DIRECTIONS ::
Nothing in the entries may change when they are transcribed.

AVAILABLE DATA ::
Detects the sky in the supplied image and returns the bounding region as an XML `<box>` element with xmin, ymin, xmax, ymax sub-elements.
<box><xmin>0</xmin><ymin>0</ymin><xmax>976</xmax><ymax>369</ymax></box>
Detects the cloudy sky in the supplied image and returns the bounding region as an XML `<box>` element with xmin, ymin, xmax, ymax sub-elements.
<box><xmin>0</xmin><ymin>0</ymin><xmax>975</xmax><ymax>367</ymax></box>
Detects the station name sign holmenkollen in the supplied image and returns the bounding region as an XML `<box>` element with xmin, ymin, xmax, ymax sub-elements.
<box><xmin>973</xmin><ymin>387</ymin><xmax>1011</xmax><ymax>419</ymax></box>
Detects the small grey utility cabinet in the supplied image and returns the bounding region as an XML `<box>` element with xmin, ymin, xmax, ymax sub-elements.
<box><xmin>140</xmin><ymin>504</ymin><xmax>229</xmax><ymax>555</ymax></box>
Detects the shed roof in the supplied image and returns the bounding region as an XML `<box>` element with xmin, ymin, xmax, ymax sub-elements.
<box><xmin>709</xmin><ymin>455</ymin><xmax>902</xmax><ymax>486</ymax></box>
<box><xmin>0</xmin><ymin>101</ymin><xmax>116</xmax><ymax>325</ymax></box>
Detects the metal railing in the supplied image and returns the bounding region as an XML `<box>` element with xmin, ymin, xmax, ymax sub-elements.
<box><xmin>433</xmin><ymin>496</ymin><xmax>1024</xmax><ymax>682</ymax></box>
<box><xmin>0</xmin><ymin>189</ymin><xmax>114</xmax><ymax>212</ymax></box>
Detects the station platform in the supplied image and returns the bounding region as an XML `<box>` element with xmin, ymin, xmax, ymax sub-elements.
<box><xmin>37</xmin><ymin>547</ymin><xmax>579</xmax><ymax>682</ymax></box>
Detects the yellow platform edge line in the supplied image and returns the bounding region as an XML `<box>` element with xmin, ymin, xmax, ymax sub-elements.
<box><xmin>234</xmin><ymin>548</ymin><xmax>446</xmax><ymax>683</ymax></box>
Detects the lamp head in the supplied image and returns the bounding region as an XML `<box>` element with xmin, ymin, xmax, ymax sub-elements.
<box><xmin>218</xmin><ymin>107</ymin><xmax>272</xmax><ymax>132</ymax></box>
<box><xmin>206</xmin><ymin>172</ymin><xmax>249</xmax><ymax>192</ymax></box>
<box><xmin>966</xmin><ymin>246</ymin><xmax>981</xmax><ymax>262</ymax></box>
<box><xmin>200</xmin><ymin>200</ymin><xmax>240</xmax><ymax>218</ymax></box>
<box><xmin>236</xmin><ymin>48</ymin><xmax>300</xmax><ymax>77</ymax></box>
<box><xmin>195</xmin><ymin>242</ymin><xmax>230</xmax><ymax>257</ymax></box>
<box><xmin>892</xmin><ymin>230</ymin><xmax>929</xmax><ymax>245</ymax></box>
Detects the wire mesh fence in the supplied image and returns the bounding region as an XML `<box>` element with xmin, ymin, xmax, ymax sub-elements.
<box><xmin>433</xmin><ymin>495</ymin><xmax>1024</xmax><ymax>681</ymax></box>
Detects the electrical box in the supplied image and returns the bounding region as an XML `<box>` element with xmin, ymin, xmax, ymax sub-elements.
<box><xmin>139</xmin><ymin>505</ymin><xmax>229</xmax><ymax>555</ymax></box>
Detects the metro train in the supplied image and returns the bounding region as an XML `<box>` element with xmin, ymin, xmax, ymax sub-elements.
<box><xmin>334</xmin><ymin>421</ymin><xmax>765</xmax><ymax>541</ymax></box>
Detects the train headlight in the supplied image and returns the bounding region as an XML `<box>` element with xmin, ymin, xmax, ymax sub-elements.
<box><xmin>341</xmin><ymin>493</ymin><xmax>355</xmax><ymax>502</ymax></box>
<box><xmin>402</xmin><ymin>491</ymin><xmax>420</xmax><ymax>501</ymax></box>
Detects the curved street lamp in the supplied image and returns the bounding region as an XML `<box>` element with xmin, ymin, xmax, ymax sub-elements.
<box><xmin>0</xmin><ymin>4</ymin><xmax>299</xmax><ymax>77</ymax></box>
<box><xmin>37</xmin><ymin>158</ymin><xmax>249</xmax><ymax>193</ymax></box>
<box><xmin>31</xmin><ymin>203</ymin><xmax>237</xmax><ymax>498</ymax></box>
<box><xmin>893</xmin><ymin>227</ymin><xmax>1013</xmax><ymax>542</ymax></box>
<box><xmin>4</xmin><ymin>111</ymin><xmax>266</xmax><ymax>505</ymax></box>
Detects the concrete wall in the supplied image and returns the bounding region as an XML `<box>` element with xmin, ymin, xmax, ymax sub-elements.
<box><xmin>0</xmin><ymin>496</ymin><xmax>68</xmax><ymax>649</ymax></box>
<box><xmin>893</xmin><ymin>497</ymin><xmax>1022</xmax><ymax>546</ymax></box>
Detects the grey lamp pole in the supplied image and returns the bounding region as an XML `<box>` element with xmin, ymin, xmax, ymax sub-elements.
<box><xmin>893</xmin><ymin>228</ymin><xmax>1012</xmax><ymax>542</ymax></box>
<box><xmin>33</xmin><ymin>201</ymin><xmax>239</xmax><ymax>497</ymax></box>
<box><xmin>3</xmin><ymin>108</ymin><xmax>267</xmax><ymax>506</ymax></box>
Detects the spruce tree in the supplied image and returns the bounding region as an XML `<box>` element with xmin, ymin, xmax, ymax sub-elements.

ANSWER TO THIS PROBLEM ::
Detects the sky in the supplied image and returns the bounding region as an XML `<box>` element with xmin, ymin, xmax, ymax sub-elements.
<box><xmin>0</xmin><ymin>0</ymin><xmax>976</xmax><ymax>369</ymax></box>
Detects the cloudy sky in the supplied image and returns the bounding region as an XML `<box>` element with xmin, ymin, xmax, ymax sub-elements.
<box><xmin>0</xmin><ymin>0</ymin><xmax>975</xmax><ymax>367</ymax></box>
Detects the station name sign holmenkollen in the supplied image and returns the bounding region as an XML `<box>` element with xmin, ymin, xmax, ymax sub-elements.
<box><xmin>973</xmin><ymin>387</ymin><xmax>1011</xmax><ymax>419</ymax></box>
Detects the small grey utility cabinet in the supplied image and returns the bounding region as an XML `<box>` element with xmin, ymin, xmax, ymax sub-elements.
<box><xmin>140</xmin><ymin>504</ymin><xmax>229</xmax><ymax>555</ymax></box>
Detects the shed roof in the supplied image and returns the bounding region as an XML `<box>` element with xmin, ymin, xmax, ymax sub-elements.
<box><xmin>709</xmin><ymin>455</ymin><xmax>902</xmax><ymax>486</ymax></box>
<box><xmin>0</xmin><ymin>101</ymin><xmax>116</xmax><ymax>325</ymax></box>
Detects the metal railing in the supplied image and returns the bounding region as an XML `<box>` element with xmin, ymin, xmax, ymax sub-elements.
<box><xmin>433</xmin><ymin>496</ymin><xmax>1024</xmax><ymax>682</ymax></box>
<box><xmin>0</xmin><ymin>189</ymin><xmax>114</xmax><ymax>212</ymax></box>
Detects the station platform in the supplied image and returns the bounding region as an XML `<box>` element with xmin, ymin, xmax, ymax sub-elements.
<box><xmin>37</xmin><ymin>547</ymin><xmax>579</xmax><ymax>682</ymax></box>
Detects the yellow platform edge line in the supplied image and returns the bounding region as an XML `<box>` element with xmin, ymin, xmax, ymax sub-elements.
<box><xmin>234</xmin><ymin>548</ymin><xmax>446</xmax><ymax>683</ymax></box>
Detects the lamp head in the supplied image and returns the bounding region as an XML `<box>` element with xmin, ymin, xmax, ymax sub-elements.
<box><xmin>218</xmin><ymin>107</ymin><xmax>272</xmax><ymax>132</ymax></box>
<box><xmin>206</xmin><ymin>172</ymin><xmax>249</xmax><ymax>192</ymax></box>
<box><xmin>966</xmin><ymin>246</ymin><xmax>981</xmax><ymax>262</ymax></box>
<box><xmin>200</xmin><ymin>200</ymin><xmax>240</xmax><ymax>218</ymax></box>
<box><xmin>236</xmin><ymin>48</ymin><xmax>300</xmax><ymax>77</ymax></box>
<box><xmin>195</xmin><ymin>242</ymin><xmax>230</xmax><ymax>257</ymax></box>
<box><xmin>892</xmin><ymin>230</ymin><xmax>929</xmax><ymax>245</ymax></box>
Detects the wire mesh fence in the supplied image and returns the bounding region as an XML `<box>` element with xmin, ymin, xmax, ymax sub-elements.
<box><xmin>433</xmin><ymin>495</ymin><xmax>1024</xmax><ymax>681</ymax></box>
Detects the electrical box in the supplied image and returns the bounding region as an XML `<box>` element with xmin, ymin, xmax, ymax sub-elements.
<box><xmin>139</xmin><ymin>505</ymin><xmax>229</xmax><ymax>555</ymax></box>
Detects the metro train in the supplied image and returns the bounding region as an XML `<box>` element with xmin, ymin, xmax, ymax sub-elements.
<box><xmin>334</xmin><ymin>421</ymin><xmax>765</xmax><ymax>541</ymax></box>
Detects the train headlight in the supplied image and returns the bounding region as an XML `<box>` element with xmin, ymin, xmax, ymax sub-elements.
<box><xmin>341</xmin><ymin>493</ymin><xmax>355</xmax><ymax>502</ymax></box>
<box><xmin>402</xmin><ymin>491</ymin><xmax>420</xmax><ymax>501</ymax></box>
Detects the curved street lamp in the supplied image and returns the bounding region as an XML `<box>` element with xmin, ymin, xmax, ymax sub-elements.
<box><xmin>0</xmin><ymin>4</ymin><xmax>299</xmax><ymax>77</ymax></box>
<box><xmin>37</xmin><ymin>158</ymin><xmax>249</xmax><ymax>193</ymax></box>
<box><xmin>31</xmin><ymin>203</ymin><xmax>237</xmax><ymax>498</ymax></box>
<box><xmin>893</xmin><ymin>227</ymin><xmax>1013</xmax><ymax>542</ymax></box>
<box><xmin>4</xmin><ymin>111</ymin><xmax>266</xmax><ymax>505</ymax></box>
Detects the concrete wall in the supplied image and returns the bounding region as an XML `<box>` element with xmin, ymin, xmax, ymax sub-elements.
<box><xmin>0</xmin><ymin>496</ymin><xmax>68</xmax><ymax>649</ymax></box>
<box><xmin>893</xmin><ymin>497</ymin><xmax>1022</xmax><ymax>546</ymax></box>
Detects the grey lamp pole in the supplied image and returns the bounding region as an XML `<box>` element with xmin, ymin, xmax, ymax sub-elements.
<box><xmin>893</xmin><ymin>228</ymin><xmax>1012</xmax><ymax>542</ymax></box>
<box><xmin>33</xmin><ymin>201</ymin><xmax>239</xmax><ymax>497</ymax></box>
<box><xmin>3</xmin><ymin>108</ymin><xmax>267</xmax><ymax>506</ymax></box>
Detects the spruce tree in the supplied image and returns the bounding region as an XML `<box>` element with xmin, ymin, xmax, ymax sub-elements.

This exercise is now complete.